### Required action
Output the whole listing below exactly, omitting the images.
[Exercise inputs]
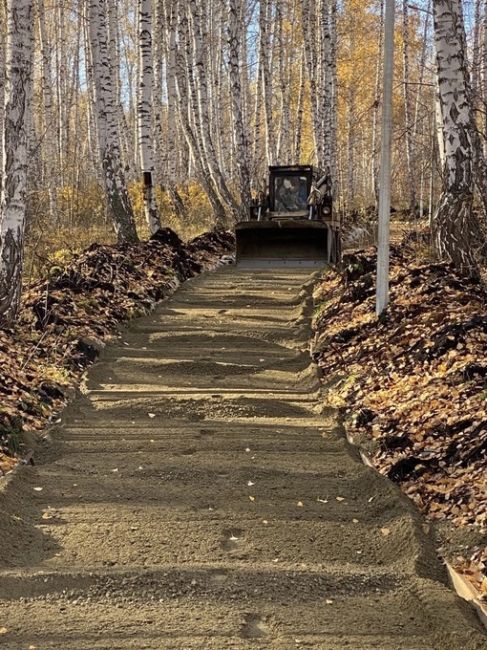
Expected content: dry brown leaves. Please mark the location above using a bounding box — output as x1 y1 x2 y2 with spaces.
0 229 234 474
313 244 486 580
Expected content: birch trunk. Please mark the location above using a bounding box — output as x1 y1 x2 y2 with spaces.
329 0 338 188
276 1 291 164
294 50 306 163
402 0 416 214
137 0 161 234
320 0 334 173
163 0 188 217
0 0 34 323
227 0 251 213
302 0 321 164
259 0 276 165
88 0 139 243
37 0 58 221
0 0 6 190
153 0 166 184
433 0 481 273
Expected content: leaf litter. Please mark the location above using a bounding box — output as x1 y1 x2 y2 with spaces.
312 242 486 594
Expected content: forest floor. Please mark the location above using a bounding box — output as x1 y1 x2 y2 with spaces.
312 239 487 605
0 266 485 648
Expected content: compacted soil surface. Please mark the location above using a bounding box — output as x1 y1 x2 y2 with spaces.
0 267 485 649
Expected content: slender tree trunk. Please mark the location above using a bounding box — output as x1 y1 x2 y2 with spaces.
0 0 6 193
37 0 58 221
302 0 321 165
162 0 187 217
137 0 161 234
472 0 482 104
483 0 487 155
320 0 334 174
329 0 338 189
259 0 276 165
0 0 34 323
402 0 416 214
153 0 165 184
294 50 306 163
227 0 251 214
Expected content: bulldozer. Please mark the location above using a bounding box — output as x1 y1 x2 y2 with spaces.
236 165 341 267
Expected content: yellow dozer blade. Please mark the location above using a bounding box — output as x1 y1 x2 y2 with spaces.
235 220 329 268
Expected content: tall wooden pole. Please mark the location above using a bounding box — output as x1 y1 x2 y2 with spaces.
376 0 395 316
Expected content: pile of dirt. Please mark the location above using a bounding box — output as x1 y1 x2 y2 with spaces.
312 245 486 589
0 229 234 473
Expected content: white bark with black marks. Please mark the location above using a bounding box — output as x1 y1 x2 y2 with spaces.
227 0 251 213
0 0 34 323
433 0 481 273
137 0 161 234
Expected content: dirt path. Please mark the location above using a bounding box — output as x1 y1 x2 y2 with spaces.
0 267 485 649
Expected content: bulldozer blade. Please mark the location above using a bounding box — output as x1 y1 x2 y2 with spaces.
235 220 329 268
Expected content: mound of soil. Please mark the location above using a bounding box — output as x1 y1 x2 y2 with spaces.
312 244 487 590
0 229 235 472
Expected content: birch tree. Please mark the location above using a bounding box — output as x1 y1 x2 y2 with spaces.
162 0 188 217
0 0 34 323
0 4 7 195
37 0 58 221
137 0 161 234
433 0 482 273
402 0 416 214
227 0 251 212
87 0 139 243
259 0 276 165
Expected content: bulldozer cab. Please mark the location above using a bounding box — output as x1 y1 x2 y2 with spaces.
236 165 340 268
271 167 311 215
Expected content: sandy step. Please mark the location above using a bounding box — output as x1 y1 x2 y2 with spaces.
0 570 481 648
10 514 425 571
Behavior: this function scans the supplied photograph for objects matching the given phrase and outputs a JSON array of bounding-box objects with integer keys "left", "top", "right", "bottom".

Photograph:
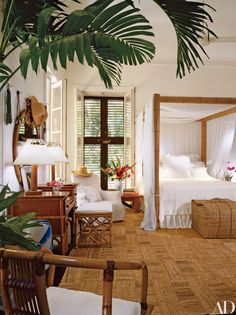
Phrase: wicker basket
[{"left": 192, "top": 198, "right": 236, "bottom": 238}]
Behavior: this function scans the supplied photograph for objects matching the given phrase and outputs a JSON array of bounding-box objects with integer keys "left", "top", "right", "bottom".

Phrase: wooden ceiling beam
[
  {"left": 158, "top": 96, "right": 236, "bottom": 104},
  {"left": 199, "top": 106, "right": 236, "bottom": 122}
]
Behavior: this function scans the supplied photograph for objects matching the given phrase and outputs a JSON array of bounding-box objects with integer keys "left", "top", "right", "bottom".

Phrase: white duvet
[{"left": 159, "top": 177, "right": 236, "bottom": 227}]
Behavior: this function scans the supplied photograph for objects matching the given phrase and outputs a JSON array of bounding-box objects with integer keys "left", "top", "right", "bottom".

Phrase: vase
[
  {"left": 53, "top": 186, "right": 61, "bottom": 193},
  {"left": 114, "top": 180, "right": 123, "bottom": 192}
]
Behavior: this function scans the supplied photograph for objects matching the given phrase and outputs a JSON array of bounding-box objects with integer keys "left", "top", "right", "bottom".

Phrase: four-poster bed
[{"left": 152, "top": 95, "right": 236, "bottom": 229}]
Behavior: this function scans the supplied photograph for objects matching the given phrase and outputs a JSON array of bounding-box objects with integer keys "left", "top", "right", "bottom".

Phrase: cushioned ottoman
[{"left": 192, "top": 198, "right": 236, "bottom": 238}]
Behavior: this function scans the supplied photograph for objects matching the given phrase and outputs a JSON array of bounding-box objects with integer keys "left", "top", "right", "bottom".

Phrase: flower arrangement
[
  {"left": 101, "top": 157, "right": 135, "bottom": 182},
  {"left": 47, "top": 180, "right": 63, "bottom": 191},
  {"left": 224, "top": 161, "right": 236, "bottom": 181}
]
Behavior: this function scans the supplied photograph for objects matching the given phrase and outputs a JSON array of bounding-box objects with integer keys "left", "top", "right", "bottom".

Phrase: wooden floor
[{"left": 60, "top": 210, "right": 236, "bottom": 315}]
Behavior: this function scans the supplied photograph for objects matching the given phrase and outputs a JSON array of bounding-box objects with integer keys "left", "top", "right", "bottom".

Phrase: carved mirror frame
[{"left": 12, "top": 99, "right": 41, "bottom": 186}]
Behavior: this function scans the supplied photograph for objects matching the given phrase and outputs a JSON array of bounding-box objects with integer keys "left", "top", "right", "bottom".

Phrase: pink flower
[
  {"left": 227, "top": 166, "right": 235, "bottom": 171},
  {"left": 47, "top": 180, "right": 63, "bottom": 188}
]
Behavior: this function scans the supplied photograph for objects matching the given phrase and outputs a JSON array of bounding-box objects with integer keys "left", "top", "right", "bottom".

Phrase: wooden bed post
[
  {"left": 153, "top": 94, "right": 160, "bottom": 229},
  {"left": 201, "top": 121, "right": 207, "bottom": 164}
]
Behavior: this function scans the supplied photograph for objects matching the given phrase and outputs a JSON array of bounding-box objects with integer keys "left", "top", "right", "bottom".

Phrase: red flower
[{"left": 101, "top": 157, "right": 136, "bottom": 182}]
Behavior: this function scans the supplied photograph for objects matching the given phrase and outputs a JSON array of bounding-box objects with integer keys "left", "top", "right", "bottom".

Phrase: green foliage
[
  {"left": 0, "top": 0, "right": 155, "bottom": 90},
  {"left": 0, "top": 0, "right": 216, "bottom": 90},
  {"left": 152, "top": 0, "right": 217, "bottom": 77},
  {"left": 0, "top": 184, "right": 41, "bottom": 251}
]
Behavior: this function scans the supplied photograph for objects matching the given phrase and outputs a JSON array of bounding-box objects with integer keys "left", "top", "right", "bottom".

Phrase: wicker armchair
[{"left": 0, "top": 249, "right": 153, "bottom": 315}]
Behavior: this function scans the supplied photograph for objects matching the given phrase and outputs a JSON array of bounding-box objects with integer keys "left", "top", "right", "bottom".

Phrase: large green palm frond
[
  {"left": 153, "top": 0, "right": 217, "bottom": 77},
  {"left": 19, "top": 0, "right": 155, "bottom": 89},
  {"left": 0, "top": 184, "right": 41, "bottom": 250}
]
[/Exercise inputs]
### Solution for this task
Expected content: dry brown leaves. Please mark the location above using a bounding box — output as x1 y1 x2 y2 with spaces.
0 229 234 474
313 244 486 580
Expected content: birch trunk. Please mark the location above using a bounding box — output as x1 y1 x2 y2 with spaces.
329 0 338 188
276 1 291 164
294 50 306 163
402 0 416 214
137 0 161 234
320 0 334 173
163 0 188 217
0 0 34 323
227 0 251 213
302 0 321 164
259 0 276 165
88 0 139 243
37 0 58 221
0 0 6 190
153 0 166 184
433 0 481 273
Expected content: leaf litter. Please mark the location above using a bounding box — output as x1 y1 x2 y2 with spaces.
312 242 486 594
Expected content: forest floor. Please mark the location above using a bounding box — output as x1 y1 x2 y2 with spaces.
312 239 487 605
0 266 485 648
Expected content: compacted soil surface. Please mark the location above using a bounding box — output as x1 y1 x2 y2 with spaces.
0 267 485 649
Expected content: slender tree trunk. Please mark the location above using a bounding box — output as x1 y1 x2 y2 with spaces.
0 0 6 193
37 0 58 221
302 0 321 165
162 0 187 217
137 0 161 234
472 0 482 104
483 0 487 155
320 0 334 174
329 0 338 189
259 0 276 165
0 0 34 323
402 0 416 214
153 0 165 184
294 50 306 163
227 0 251 214
Expected content: bulldozer. Please mark the location above using a bounding box — output as x1 y1 x2 y2 with spaces.
236 165 341 267
Expected content: yellow dozer blade. Please mark the location above using a bounding box — output as x1 y1 x2 y2 with spaces.
235 220 329 268
Expected content: tall wooden pole. Please mark the location above using a bounding box — output as x1 y1 x2 y2 with spaces.
376 0 395 316
Expected content: pile of dirt. Please mark the location above using a bounding box — output as x1 y1 x2 y2 with spaces.
312 245 486 589
0 229 234 473
Expected content: white bark with black marks. Please mark the location above using a bounding box — output as x1 y1 x2 y2 with spaces.
227 0 251 213
0 0 34 323
433 0 481 273
137 0 161 234
Expected content: dirt path. Please mark the location above using a bounding box — output as x1 y1 x2 y2 with spaces.
0 267 485 649
Expected content: bulldozer blade. Please mark the location above using a bounding box — output as x1 y1 x2 y2 with spaces.
235 220 329 268
Expected content: mound of soil. Please mark the location above using a bounding box — output as x1 y1 x2 y2 with spaces.
312 244 487 590
0 229 235 472
Expected content: birch tree. Please mark the location above using a bounding box — output as x1 y1 x2 y2 with spaces.
162 0 188 217
0 0 34 323
0 4 7 195
37 0 58 221
137 0 161 234
433 0 482 273
402 0 416 214
227 0 251 212
87 0 139 243
259 0 276 165
Expected content: bulldozer cab. Please mark the location above using a bounding box — output as x1 y1 x2 y2 with spaces.
236 165 340 268
271 167 311 215
Expected content: sandy step. Please mark the location above using a bounding box — output as x1 y1 x2 y2 with spaces.
0 570 481 648
10 514 425 571
Behavior: this function scans the supplied photograph for objects matching the given phrase and outputs a JSON array of bounding-box objects with integer keys "left", "top", "right", "bottom".

Photograph:
Phrase: wicker basket
[{"left": 192, "top": 198, "right": 236, "bottom": 238}]
Behavior: this function scans the supplied photograph for objects matching the given phrase and outputs a JSON array of bounding-box objects with integer keys "left", "top", "right", "bottom".

Phrase: wooden ceiling beam
[
  {"left": 158, "top": 96, "right": 236, "bottom": 104},
  {"left": 199, "top": 106, "right": 236, "bottom": 122}
]
Behavior: this function scans the supplied photograph for objects matching the given phrase and outputs a JSON array of bounding-box objects with integer keys "left", "top", "right", "bottom".

Phrase: white duvet
[{"left": 159, "top": 177, "right": 236, "bottom": 227}]
Behavior: this function scans the supplied photograph for objects matching the given phrase and outputs a JSON array of bounding-box objects with integer keys "left", "top", "right", "bottom".

Phrase: vase
[
  {"left": 53, "top": 186, "right": 61, "bottom": 193},
  {"left": 114, "top": 180, "right": 123, "bottom": 192}
]
Behavior: this function scans the supplied photograph for objects matching the given phrase and outputs a JSON array of bounding-box objects with integer keys "left", "top", "right", "bottom".

Phrase: four-poster bed
[{"left": 152, "top": 95, "right": 236, "bottom": 229}]
Behavior: this function scans the supplied photograph for objects matching the given phrase and outputs a JSON array of bounding-box objects with integer keys "left", "top", "right", "bottom".

Phrase: cushioned ottoman
[{"left": 192, "top": 198, "right": 236, "bottom": 238}]
Behavior: this function scans the supplied photograph for objects matching the given phrase and outputs a JSON array of bounding-box objects with integer keys "left", "top", "right", "bottom".

Phrase: flower arrangement
[
  {"left": 101, "top": 157, "right": 135, "bottom": 182},
  {"left": 47, "top": 180, "right": 63, "bottom": 191},
  {"left": 224, "top": 161, "right": 236, "bottom": 181}
]
Behavior: this function scans the supplied photograph for objects matching the given phrase and outputs a JSON array of bounding-box objects with integer keys "left", "top", "right", "bottom".

Phrase: wooden floor
[{"left": 60, "top": 210, "right": 236, "bottom": 315}]
Behavior: this function scans the supplied photograph for objects matching the given phrase and outputs a JSON array of bounding-box objects with integer keys "left", "top", "right", "bottom".

Phrase: carved mirror frame
[{"left": 12, "top": 99, "right": 41, "bottom": 186}]
Behavior: this function scans the supplied photograph for objects matching the given phrase and outputs a JSON array of bounding-box objects with integer keys "left", "top", "right", "bottom".

Phrase: pink flower
[
  {"left": 227, "top": 166, "right": 235, "bottom": 171},
  {"left": 47, "top": 180, "right": 63, "bottom": 188}
]
Behavior: this function scans the supplied photograph for objects matching the given phrase and outputs a JSON array of bounding-box objects with integer keys "left", "top", "right", "bottom".

Phrase: wooden bed post
[
  {"left": 153, "top": 94, "right": 160, "bottom": 229},
  {"left": 201, "top": 121, "right": 207, "bottom": 164}
]
Behavior: this function scans the supplied photograph for objects matching the given phrase and outputs a JSON array of bounding-box objects with integer keys "left", "top", "right", "bottom".

Phrase: red flower
[{"left": 101, "top": 157, "right": 136, "bottom": 182}]
Behavior: this function scans the supplied photograph for objects matching the given phrase and outputs a JSON array of bounding-box objects with integer keys "left", "top", "right", "bottom".

Phrase: green foliage
[
  {"left": 0, "top": 0, "right": 155, "bottom": 90},
  {"left": 0, "top": 0, "right": 216, "bottom": 90},
  {"left": 152, "top": 0, "right": 217, "bottom": 77},
  {"left": 0, "top": 184, "right": 41, "bottom": 251}
]
Behavior: this function scans the supplied photograph for objects matching the given phrase and outputs a JSON array of bounding-box objects with integer keys "left", "top", "right", "bottom".

Phrase: wicker armchair
[{"left": 0, "top": 249, "right": 153, "bottom": 315}]
Behavior: this function scans the supplied photograph for objects matching the given phrase and outputs a JSON array of bounding-box objects with integer keys "left", "top", "right", "bottom".

Phrase: large green palm frond
[
  {"left": 153, "top": 0, "right": 217, "bottom": 77},
  {"left": 19, "top": 0, "right": 155, "bottom": 89},
  {"left": 0, "top": 184, "right": 41, "bottom": 250}
]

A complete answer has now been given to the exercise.